== EXTRAIT DU DOCUMENT ==
LOND RES: Depuis le xvie siècle, le nom de la Compagnie britannique des Indes orientales est synonyme d’exploitation coloniale de l’Asie du Sud, y compris du sous-continent indien. Aujourd'hui, et c’est une des grandes ironies de l'histoire, elle appartient à un Indien.
Fondée à Londres en 1600 pour le commerce des épices, la Compagnie britannique des Indes orientales était autorisée par sa charte à faire la guerre. Au cours des deux cent cinquante années suivantes, elle a dominé le sous-continent indien en utilisant la force militaire pour conquérir de grandes parties de l'empire moghol, y compris l'Inde, le Pakistan actuel, le Bangladesh et la moitié de l'Afghanistan.
Mais, en 1857, l’entreprise est dissoute après que ses soldats se sont rebellés contre les Britanniques en 1857.
Depuis, seuls le nom commercial et une petite entreprise de thé et de café existaient encore.
En 2005, l'homme d'affaires indien Sanjiv Mehta acquiert le nom de l'entreprise et la transforme en une marque grand public axée sur la vente de thés de luxe, de cafés et de nourriture.
« Une société qui possédait autrefois toute l’Inde appartient désormais à un Indien… comme une riposte à l’empire », a déclaré, à Arab News, Mehta, qui a ouvert son premier magasin en 2010 dans le quartier chic de Mayfair à Londres.
Lorsqu'il a appris que les actions de la société étaient à vendre, il s’est dit qu’il devait les obtenir, quel qu'en soit le prix.
Aujourd'hui, Mehta a la licence de commerce sous les armoiries et le sceau de l'entreprise historique. Il a également le droit de frapper des pièces de monnaie, y compris les pièces d’or appelées mohurs dont la dernière avait été émise en 1918 en Inde britannique.
Installé dans son magasin de la Compagnie dont les étagères sont désormais garnies de thés et de cafés du monde entier, notamment d’Inde, de Chine et d’Afrique, il explique : « En tant qu’Indien je connaissais l’histoire de l’entreprise, de ses politiques commerciales agressives et de son exploitation du sous-continent indien. L’achat des actions signifiait donc psychologiquement pour moi une fin. »
===
== EXTRAITS DE DONNÉES ==
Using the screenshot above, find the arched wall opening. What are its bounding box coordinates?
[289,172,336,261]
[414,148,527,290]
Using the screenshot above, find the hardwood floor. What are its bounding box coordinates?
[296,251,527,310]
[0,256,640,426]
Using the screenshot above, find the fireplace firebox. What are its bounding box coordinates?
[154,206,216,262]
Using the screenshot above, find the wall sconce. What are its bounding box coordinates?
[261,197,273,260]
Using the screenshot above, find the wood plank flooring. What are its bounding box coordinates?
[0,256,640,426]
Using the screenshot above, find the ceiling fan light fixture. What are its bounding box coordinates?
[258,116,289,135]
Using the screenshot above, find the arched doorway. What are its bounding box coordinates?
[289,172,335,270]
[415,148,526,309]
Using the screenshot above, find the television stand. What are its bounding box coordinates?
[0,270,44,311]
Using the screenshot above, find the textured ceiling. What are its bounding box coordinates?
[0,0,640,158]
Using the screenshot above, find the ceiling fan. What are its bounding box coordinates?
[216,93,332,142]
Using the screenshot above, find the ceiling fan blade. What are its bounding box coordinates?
===
**CONSIGNE**
Rédigez la suite de l'article sur le rachat de la Compagnie britannique des Indes orientales par un homme d'affaires indien, en commençant après sa dernière phrase.

**RÉPONSE**
« Cet avatar de la Compagnie britannique des Indes orientales est basé sur l'idée d'unité dans la diversité, poursuit Mehta. Nous prenons tout ce qui bon et nous laissons le mauvais derrière nous. L’ancienne entreprise était bâtie sur l'agression, celle-ci est bâtie sur la compassion. »
En 1600, la reine Elizabeth Ire accorde à plus de 200 marchands anglais le droit de faire du commerce dans les Indes orientales pour rivaliser avec les commerçants néerlandais. Réunis sous le nom de la Compagnie des Indes orientales, au xviiie siècle, ils dominent le commerce mondial du textile, avec une armée importante pour protéger leurs intérêts.
La plupart de ses forces étaient basées dans trois zones principales en Inde: Madras, Bombay et Calcutta.
En 1857, les soldats indiens se révoltent contre les Britanniques. Le gouvernement du Royaume-Uni reprend alors le contrôle administratif et économique de la société, et, en 1874, la Compagnie des Indes orientales est dissoute.
Mais une entreprise avec une sombre histoire d'exploitation coloniale peut-elle être réhabilitée ? Mehta le pense vraiment.
« Nous étions inquiets des réactions qui pourraient en découler car à la base c’est une entreprise coloniale, a-t-il déclaré. Mais étant donné que celui qui a été colonisé a acheté l'entreprise, l'histoire a été bien accueillie en Inde. »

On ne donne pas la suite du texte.